◆ **Problem requirements**
Having found the line that contains "Target: mint green plate", please retype only it and every line after it up to the end of the entries, exactly as written.
Start of Records supplied
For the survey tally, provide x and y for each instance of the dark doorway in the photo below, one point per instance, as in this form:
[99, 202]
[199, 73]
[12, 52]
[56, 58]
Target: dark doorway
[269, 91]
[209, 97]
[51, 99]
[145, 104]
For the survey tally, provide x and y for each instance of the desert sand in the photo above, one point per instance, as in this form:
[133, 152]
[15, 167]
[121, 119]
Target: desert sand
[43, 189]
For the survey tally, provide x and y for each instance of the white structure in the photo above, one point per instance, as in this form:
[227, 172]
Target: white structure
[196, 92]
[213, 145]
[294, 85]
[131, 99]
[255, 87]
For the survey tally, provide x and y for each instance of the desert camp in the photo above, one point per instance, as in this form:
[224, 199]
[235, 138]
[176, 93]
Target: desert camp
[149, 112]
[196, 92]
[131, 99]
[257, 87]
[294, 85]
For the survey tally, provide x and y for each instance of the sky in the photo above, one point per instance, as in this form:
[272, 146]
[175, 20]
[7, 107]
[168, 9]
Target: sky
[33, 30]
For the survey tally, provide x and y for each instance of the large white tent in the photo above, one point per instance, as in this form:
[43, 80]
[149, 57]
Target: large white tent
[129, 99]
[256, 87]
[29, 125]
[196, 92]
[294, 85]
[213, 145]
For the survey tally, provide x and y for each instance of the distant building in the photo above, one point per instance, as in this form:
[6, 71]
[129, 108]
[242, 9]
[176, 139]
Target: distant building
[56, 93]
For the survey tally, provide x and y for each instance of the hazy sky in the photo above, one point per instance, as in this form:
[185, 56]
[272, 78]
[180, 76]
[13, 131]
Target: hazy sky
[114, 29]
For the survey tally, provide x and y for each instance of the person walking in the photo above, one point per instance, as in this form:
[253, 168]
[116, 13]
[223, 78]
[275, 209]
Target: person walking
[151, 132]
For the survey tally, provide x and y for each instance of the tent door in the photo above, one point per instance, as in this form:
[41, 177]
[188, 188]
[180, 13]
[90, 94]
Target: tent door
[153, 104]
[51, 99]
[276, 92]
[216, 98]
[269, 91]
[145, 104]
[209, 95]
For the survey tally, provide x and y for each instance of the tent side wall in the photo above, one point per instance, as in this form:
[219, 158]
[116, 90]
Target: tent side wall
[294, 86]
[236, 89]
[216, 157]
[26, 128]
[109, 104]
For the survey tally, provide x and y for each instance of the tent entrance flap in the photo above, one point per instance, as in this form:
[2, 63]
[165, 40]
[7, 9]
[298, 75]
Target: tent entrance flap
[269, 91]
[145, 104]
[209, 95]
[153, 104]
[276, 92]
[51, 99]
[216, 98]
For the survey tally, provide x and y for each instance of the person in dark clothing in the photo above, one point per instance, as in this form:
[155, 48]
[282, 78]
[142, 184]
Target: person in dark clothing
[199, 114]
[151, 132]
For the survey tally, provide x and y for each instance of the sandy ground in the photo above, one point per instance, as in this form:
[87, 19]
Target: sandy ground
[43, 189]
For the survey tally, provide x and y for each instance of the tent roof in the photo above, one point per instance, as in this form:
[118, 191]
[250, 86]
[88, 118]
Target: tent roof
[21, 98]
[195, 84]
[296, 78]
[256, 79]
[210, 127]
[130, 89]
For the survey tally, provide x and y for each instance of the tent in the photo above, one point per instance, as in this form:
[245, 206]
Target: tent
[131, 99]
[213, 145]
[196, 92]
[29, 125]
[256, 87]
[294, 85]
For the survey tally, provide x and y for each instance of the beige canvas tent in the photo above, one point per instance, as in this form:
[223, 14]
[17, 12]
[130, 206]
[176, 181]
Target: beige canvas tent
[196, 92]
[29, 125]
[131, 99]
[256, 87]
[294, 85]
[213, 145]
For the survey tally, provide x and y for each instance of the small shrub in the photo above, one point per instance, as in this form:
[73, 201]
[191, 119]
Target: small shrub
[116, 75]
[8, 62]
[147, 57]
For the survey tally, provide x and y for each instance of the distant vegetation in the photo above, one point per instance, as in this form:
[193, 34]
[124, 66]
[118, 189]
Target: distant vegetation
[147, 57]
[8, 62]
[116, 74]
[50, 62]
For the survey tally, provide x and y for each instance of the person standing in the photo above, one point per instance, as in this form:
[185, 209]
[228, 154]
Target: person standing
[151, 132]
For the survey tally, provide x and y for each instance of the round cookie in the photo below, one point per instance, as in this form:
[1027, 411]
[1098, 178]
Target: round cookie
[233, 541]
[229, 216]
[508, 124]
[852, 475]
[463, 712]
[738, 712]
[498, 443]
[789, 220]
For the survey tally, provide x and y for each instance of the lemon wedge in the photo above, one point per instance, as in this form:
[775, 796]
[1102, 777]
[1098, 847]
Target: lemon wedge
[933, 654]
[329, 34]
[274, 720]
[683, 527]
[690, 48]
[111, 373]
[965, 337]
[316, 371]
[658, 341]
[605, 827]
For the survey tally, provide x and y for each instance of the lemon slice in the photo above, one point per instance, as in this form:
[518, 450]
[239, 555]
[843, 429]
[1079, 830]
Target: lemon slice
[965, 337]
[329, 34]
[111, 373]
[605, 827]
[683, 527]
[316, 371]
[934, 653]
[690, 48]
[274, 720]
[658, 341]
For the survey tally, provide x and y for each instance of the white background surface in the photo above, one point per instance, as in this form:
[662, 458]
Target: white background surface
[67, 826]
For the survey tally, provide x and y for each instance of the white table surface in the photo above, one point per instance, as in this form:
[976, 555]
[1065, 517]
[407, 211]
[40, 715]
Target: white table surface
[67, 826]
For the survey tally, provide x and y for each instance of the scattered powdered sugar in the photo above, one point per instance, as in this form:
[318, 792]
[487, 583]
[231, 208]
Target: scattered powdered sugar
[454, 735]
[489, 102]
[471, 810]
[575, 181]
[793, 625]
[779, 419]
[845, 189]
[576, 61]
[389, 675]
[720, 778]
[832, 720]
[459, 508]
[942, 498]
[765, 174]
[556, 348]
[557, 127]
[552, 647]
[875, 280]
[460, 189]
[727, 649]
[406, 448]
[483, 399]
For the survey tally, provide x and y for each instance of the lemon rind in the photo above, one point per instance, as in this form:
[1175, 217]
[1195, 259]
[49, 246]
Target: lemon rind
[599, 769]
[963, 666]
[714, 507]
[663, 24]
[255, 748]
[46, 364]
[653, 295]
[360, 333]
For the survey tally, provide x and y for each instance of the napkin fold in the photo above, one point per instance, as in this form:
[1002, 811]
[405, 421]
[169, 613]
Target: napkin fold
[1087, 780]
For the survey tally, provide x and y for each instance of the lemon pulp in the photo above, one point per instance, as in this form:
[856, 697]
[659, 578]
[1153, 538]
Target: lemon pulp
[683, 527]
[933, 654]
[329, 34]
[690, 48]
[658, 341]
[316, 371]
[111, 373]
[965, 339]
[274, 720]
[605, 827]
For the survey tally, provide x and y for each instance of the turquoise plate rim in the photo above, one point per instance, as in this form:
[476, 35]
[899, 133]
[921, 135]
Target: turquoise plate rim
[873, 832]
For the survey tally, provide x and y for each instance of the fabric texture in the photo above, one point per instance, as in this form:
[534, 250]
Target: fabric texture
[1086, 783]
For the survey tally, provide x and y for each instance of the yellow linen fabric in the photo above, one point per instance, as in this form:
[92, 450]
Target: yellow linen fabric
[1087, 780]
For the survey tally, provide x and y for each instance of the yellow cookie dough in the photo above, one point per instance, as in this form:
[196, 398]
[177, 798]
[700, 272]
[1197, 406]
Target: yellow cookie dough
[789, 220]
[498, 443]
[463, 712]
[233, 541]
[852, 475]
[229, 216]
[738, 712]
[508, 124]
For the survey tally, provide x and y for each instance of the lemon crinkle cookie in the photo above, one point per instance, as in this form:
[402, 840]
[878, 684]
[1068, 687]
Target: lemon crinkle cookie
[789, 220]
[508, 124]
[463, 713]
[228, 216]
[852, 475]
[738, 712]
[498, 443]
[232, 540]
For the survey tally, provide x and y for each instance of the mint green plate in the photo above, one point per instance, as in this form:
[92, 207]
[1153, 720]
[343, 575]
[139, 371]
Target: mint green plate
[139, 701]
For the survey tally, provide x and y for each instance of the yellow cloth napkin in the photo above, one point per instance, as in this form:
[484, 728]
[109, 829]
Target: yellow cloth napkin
End of Records supplied
◆ **Task response**
Target: mint green plate
[139, 701]
For the survey tally, provide x and y for each instance of the yellow cloth napkin in the photo above, one point per instance, as in this form:
[484, 728]
[109, 829]
Target: yellow cloth napkin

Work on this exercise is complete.